- **Rows from a pointing dataset**
○ ○ ○

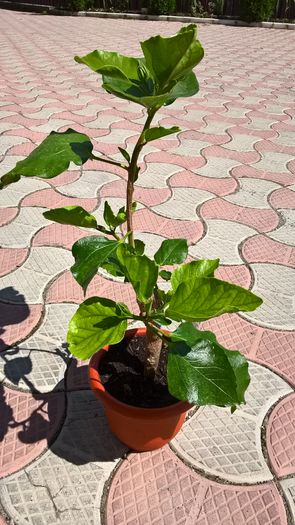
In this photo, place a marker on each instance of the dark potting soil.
(121, 373)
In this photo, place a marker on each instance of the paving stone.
(288, 486)
(28, 282)
(50, 198)
(28, 425)
(228, 445)
(262, 249)
(103, 121)
(183, 203)
(8, 141)
(259, 123)
(190, 148)
(61, 235)
(187, 179)
(280, 437)
(222, 241)
(283, 198)
(253, 193)
(11, 258)
(216, 167)
(88, 184)
(286, 232)
(241, 142)
(38, 364)
(275, 284)
(156, 175)
(7, 215)
(65, 485)
(276, 349)
(16, 321)
(12, 195)
(216, 127)
(273, 162)
(238, 274)
(20, 232)
(149, 222)
(115, 203)
(51, 125)
(156, 487)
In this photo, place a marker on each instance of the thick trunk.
(153, 352)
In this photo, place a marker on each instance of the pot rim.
(97, 386)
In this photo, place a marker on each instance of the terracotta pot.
(139, 428)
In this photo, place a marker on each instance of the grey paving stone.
(64, 486)
(229, 446)
(276, 285)
(222, 241)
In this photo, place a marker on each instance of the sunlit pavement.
(226, 182)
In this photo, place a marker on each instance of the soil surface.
(121, 372)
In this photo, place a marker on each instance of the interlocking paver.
(281, 436)
(222, 240)
(157, 487)
(276, 284)
(226, 183)
(228, 445)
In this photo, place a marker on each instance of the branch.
(113, 162)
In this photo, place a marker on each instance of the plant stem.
(113, 162)
(132, 174)
(153, 353)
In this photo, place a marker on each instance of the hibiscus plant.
(199, 369)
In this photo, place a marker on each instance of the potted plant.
(158, 374)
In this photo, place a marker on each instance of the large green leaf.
(156, 133)
(140, 271)
(170, 59)
(193, 269)
(203, 298)
(142, 80)
(90, 253)
(96, 323)
(203, 372)
(75, 215)
(171, 251)
(185, 87)
(112, 64)
(52, 157)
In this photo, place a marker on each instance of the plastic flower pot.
(141, 429)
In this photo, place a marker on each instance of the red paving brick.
(242, 119)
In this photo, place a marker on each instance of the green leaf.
(171, 58)
(193, 269)
(171, 251)
(162, 320)
(188, 86)
(203, 298)
(165, 275)
(140, 271)
(156, 133)
(144, 80)
(90, 253)
(96, 323)
(139, 247)
(52, 157)
(112, 220)
(112, 64)
(204, 373)
(74, 215)
(124, 153)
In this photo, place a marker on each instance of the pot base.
(141, 429)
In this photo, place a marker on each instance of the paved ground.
(227, 182)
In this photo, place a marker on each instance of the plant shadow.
(71, 422)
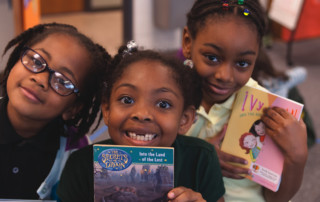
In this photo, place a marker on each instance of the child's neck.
(24, 127)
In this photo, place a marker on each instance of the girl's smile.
(146, 106)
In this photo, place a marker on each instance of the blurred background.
(293, 41)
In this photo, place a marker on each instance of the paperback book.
(129, 173)
(245, 136)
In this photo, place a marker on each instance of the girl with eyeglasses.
(50, 99)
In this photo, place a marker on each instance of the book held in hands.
(129, 173)
(246, 138)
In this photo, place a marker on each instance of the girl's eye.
(164, 104)
(212, 58)
(243, 64)
(126, 100)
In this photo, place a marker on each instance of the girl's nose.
(142, 114)
(41, 79)
(224, 72)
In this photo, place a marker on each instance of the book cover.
(245, 136)
(129, 173)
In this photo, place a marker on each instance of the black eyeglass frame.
(51, 72)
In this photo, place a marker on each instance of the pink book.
(245, 136)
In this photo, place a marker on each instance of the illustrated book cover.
(245, 136)
(129, 173)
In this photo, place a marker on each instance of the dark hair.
(186, 78)
(202, 10)
(90, 95)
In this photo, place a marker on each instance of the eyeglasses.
(58, 82)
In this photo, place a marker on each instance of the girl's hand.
(228, 170)
(291, 137)
(182, 194)
(287, 132)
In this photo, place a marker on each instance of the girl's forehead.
(218, 20)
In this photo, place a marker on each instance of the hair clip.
(132, 46)
(188, 63)
(246, 12)
(225, 5)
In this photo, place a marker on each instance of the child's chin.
(135, 142)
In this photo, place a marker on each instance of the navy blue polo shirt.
(25, 163)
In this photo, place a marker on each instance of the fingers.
(217, 139)
(181, 194)
(230, 170)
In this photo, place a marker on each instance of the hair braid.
(90, 96)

○ ○ ○

Copy out every line of the entries above without any changes, omitting the pictures.

- **TASK OUTPUT**
In this photo, place a marker on each instance of the dark potting soil.
(121, 373)
In this photo, place a marker on each instance of the paving stone.
(288, 486)
(28, 282)
(50, 198)
(28, 425)
(228, 445)
(262, 249)
(103, 121)
(183, 203)
(8, 141)
(259, 123)
(190, 148)
(61, 235)
(187, 179)
(280, 437)
(222, 241)
(283, 198)
(253, 193)
(11, 258)
(216, 167)
(88, 184)
(286, 232)
(241, 142)
(38, 364)
(275, 284)
(156, 175)
(7, 215)
(65, 485)
(276, 349)
(16, 321)
(12, 195)
(216, 127)
(273, 162)
(238, 274)
(20, 232)
(149, 222)
(115, 203)
(51, 125)
(156, 487)
In this photo, place a marker on each instance of the thick trunk.
(153, 352)
In this photo, place a marker on each instance of the pot rim.
(97, 386)
In this photo, place a marker on each instance of the terracotta pot.
(139, 428)
In this photo, place a marker on each instance of the grey paving stone.
(64, 486)
(229, 446)
(276, 285)
(222, 241)
In this photo, place a marker on each instance of the sunlit pavement.
(226, 182)
In this photo, place a marker on each instance of the soil surface.
(121, 372)
In this photo, place a marker on each instance of the interlocking paver.
(281, 436)
(222, 240)
(157, 487)
(276, 284)
(226, 183)
(228, 445)
In this photo, place a marker on each instance of the branch.
(113, 162)
In this photo, place a marker on each instance of the plant stem.
(113, 162)
(132, 174)
(153, 353)
In this photo, place a marker on each instance of the hibiscus plant.
(199, 369)
In this photo, place a marker on each instance of the potted plant.
(158, 374)
In this photo, place a marker on each instance of the large green leaf.
(156, 133)
(140, 271)
(170, 59)
(193, 269)
(203, 298)
(142, 80)
(90, 253)
(96, 323)
(203, 372)
(75, 215)
(171, 251)
(185, 87)
(112, 64)
(52, 157)
In this photo, place a marker on each instance of the plastic flower pot.
(141, 429)
In this photo, place a marker on each instance of the red paving brick.
(242, 119)
In this photo, place a marker on each instance of the green leaf.
(171, 58)
(193, 269)
(171, 251)
(162, 320)
(188, 86)
(203, 298)
(165, 275)
(140, 271)
(156, 133)
(144, 80)
(90, 253)
(96, 323)
(139, 247)
(52, 157)
(112, 220)
(112, 64)
(204, 373)
(74, 215)
(124, 153)
In this photo, place a marker on each instance of the pot base.
(141, 429)
In this photo, place a marker on each instance of the paved ground.
(227, 182)
In this photo, place a marker on each instance of the plant shadow.
(71, 422)
In this photo, place a marker on each instance of the child's neck.
(24, 127)
In this photo, place a marker on each instance of the girl's smile.
(146, 106)
In this photo, place a marker on each instance of the blurred background.
(293, 41)
In this photo, place a marker on each instance of the paperback book.
(129, 173)
(245, 136)
In this photo, place a marker on each instance of the girl with eyeglasses.
(50, 99)
In this photo, place a marker on each instance of the book held in hands.
(129, 173)
(246, 138)
In this photo, place a marker on each instance of the girl's eye.
(164, 104)
(212, 58)
(243, 64)
(126, 100)
In this photo, place a marker on each instance of the girl's nose.
(142, 114)
(41, 79)
(224, 72)
In this photo, place a marker on each instance of the book cover.
(245, 136)
(129, 173)
In this photo, place a marker on each instance of the black eyeglass frame.
(51, 72)
In this photo, place a marker on each instance of the pink book.
(245, 136)
In this photo, place a marker on each instance of the illustrated book cover.
(245, 136)
(129, 173)
In this photo, place a marker on each instance of the dark hair.
(186, 78)
(202, 10)
(90, 95)
In this photo, place a marker on each instance of the eyeglasses.
(58, 82)
In this photo, place a marker on each instance of the girl's hand.
(228, 170)
(291, 137)
(182, 194)
(287, 132)
In this photo, place a marker on each instance of the girl's forehead.
(218, 20)
In this photo, place a marker on each instance of the hair clip.
(132, 46)
(188, 63)
(246, 12)
(225, 5)
In this photo, place a marker on each instance of the child's chin.
(135, 142)
In this photo, place a marker on each instance of the navy blue polo shirt.
(25, 163)
In this photo, place a marker on each instance of the fingers.
(217, 139)
(181, 194)
(230, 170)
In this photo, place a marker on each instance of the hair braid.
(90, 96)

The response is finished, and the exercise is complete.